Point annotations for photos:
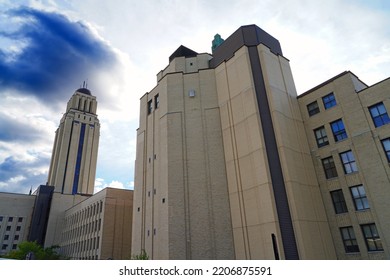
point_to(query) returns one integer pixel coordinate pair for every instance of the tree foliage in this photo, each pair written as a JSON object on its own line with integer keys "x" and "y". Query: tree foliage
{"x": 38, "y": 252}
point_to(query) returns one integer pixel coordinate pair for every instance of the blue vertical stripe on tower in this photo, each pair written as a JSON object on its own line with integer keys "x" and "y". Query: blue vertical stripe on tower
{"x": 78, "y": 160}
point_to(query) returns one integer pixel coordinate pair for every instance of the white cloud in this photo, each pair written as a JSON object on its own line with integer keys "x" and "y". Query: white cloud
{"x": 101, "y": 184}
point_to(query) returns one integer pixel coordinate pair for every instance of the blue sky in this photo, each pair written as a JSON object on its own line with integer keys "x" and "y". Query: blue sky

# What the exercise asks
Rewrite all the entries with every "photo" replaced by "image", changing nothing else, and leave the pictures out of your answer.

# Result of the task
point_to(query) returns one integer pixel coordinate pair for every instance of the tree foliage in this image, each pair written as a JSON object on its own line with integer keys "x" and "y". Query: tree foliage
{"x": 38, "y": 252}
point_to(query) returns one integer pixel coordinate pair for every instance of the blue vertical stripe on tower in this image, each pair written as a JSON object on its own line with integer keys "x" and "y". Query: blue vertical stripe on tower
{"x": 78, "y": 160}
point_to(query) returns one integer pixel coordinate pair for every instance of the white cloud in this image, each pair written as a JSON object on its own line with integer keys "x" and "y". Query: white cloud
{"x": 101, "y": 184}
point_to(query) returns one integer pixel coordinate pair for every instance of the blue sky in this image, each pair written as a JSON object on its own line with integer keys "x" and "y". Query: blue sky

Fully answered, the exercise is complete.